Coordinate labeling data

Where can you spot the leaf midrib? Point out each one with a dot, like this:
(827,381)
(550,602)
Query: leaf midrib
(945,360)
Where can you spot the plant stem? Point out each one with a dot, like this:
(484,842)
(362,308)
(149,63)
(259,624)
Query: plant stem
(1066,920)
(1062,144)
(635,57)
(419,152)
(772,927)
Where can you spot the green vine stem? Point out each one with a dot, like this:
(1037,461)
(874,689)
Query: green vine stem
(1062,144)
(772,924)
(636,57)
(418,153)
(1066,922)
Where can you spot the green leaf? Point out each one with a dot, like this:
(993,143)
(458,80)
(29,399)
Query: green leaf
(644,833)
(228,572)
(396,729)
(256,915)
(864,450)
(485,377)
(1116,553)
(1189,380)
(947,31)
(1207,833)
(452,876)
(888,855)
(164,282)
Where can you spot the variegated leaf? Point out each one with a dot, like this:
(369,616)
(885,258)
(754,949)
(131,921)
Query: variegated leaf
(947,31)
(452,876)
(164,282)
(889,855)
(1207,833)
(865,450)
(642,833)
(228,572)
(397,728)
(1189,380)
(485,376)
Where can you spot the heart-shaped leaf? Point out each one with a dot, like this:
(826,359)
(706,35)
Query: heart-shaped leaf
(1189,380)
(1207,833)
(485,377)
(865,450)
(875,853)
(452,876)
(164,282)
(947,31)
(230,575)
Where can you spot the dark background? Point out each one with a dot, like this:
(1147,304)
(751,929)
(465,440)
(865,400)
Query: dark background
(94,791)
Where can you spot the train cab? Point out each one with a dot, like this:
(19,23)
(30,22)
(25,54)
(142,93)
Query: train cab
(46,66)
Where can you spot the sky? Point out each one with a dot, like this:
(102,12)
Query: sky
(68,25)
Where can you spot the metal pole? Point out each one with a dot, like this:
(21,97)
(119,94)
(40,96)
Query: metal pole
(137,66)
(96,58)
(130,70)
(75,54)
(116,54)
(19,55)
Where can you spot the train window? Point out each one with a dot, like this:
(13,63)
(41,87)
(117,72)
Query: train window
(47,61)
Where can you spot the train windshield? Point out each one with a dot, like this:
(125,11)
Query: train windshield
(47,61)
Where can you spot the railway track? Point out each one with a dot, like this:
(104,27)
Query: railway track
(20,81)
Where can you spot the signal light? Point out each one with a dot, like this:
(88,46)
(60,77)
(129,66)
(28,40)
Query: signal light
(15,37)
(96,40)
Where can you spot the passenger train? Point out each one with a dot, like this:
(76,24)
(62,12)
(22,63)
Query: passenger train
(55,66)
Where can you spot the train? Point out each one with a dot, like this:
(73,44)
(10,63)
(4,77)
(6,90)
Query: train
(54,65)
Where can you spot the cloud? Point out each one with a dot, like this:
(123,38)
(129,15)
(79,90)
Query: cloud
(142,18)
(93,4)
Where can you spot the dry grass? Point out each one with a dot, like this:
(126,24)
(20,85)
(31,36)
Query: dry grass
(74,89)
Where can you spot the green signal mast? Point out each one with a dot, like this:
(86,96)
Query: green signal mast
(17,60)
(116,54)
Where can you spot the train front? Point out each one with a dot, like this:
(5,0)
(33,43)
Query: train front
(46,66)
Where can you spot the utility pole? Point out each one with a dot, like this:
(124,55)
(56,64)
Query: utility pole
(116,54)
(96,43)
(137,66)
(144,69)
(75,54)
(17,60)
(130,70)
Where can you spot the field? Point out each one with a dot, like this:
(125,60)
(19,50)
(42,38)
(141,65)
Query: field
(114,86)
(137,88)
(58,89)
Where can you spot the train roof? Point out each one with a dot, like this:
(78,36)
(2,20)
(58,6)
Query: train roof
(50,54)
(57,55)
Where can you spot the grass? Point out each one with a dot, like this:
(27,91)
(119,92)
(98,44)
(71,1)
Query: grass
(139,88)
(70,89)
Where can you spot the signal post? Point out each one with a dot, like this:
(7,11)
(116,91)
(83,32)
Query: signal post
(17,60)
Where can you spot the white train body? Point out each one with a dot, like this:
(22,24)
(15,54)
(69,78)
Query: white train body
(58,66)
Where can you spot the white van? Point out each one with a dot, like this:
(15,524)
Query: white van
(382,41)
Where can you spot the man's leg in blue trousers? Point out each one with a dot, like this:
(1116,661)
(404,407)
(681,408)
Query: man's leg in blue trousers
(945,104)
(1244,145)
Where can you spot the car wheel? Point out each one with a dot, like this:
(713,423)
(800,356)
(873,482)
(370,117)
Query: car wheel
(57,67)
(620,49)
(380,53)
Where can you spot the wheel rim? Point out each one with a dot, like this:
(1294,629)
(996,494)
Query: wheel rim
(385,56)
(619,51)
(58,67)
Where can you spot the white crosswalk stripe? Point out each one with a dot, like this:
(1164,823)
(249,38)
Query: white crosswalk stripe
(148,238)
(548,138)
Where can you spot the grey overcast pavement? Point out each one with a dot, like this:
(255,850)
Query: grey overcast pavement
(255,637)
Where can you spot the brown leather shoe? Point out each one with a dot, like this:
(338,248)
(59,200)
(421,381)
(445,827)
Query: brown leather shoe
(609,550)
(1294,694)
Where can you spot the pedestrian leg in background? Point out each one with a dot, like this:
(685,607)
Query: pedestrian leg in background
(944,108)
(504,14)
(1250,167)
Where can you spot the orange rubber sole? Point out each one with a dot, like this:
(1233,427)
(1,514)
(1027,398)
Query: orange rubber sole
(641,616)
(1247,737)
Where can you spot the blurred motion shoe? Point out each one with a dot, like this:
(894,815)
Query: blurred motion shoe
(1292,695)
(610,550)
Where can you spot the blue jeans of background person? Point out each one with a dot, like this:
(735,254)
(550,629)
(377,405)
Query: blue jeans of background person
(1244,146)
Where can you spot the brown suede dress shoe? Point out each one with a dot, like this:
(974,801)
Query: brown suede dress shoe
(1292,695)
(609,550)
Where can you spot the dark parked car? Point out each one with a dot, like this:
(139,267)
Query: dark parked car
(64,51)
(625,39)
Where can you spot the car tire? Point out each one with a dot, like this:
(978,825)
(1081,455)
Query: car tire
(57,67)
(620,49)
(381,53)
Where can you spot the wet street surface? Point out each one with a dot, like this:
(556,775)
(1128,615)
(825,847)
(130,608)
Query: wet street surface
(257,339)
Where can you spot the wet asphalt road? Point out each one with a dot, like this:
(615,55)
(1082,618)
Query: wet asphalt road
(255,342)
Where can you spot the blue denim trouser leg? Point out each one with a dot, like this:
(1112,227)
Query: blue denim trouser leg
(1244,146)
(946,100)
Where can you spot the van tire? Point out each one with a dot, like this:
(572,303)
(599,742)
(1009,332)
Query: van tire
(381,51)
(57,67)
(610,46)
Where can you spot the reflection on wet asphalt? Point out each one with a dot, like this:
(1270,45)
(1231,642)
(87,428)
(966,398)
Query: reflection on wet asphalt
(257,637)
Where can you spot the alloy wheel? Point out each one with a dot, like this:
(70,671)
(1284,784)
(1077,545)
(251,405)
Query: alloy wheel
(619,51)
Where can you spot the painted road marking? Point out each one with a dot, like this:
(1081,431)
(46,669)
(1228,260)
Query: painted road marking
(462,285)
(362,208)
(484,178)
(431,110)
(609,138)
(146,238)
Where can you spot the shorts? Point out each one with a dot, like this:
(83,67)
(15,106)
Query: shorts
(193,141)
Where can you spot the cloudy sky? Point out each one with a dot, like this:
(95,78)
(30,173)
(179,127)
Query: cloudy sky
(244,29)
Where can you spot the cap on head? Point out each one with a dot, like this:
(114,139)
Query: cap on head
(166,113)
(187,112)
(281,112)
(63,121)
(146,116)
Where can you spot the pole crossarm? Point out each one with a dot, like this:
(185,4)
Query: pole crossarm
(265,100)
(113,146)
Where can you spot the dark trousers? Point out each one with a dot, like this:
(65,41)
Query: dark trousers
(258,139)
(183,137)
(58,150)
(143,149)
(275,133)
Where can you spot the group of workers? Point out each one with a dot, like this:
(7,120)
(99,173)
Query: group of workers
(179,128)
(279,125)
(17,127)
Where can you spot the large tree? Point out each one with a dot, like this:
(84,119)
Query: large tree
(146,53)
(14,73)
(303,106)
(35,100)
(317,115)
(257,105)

▶ **SHORT TASK**:
In the records above, return only the line that contains "Where can you spot the cap" and every line after it through the last, exactly as they appear.

▶ **ANSWER TO THIS EXERCISE**:
Where can you spot the cap on head? Point out each one with a dot, like this:
(114,139)
Query: cap on head
(166,113)
(187,112)
(281,112)
(63,121)
(146,116)
Where can you spot the pole crossarm? Point out each one with a dot, like this:
(185,4)
Query: pole crossarm
(265,100)
(113,146)
Where can you spot the dark trousers? Point out each one with a dot, like this:
(65,41)
Query: dark trousers
(258,139)
(183,137)
(58,150)
(143,149)
(275,133)
Where can you spot the group of workers? Point out each one with a dot, like this:
(7,120)
(99,173)
Query: group of workers
(179,128)
(279,125)
(17,127)
Where can you spot the large tree? Point out each one with a dot, like this:
(84,119)
Query: large tree
(146,53)
(14,73)
(303,106)
(35,100)
(317,115)
(257,105)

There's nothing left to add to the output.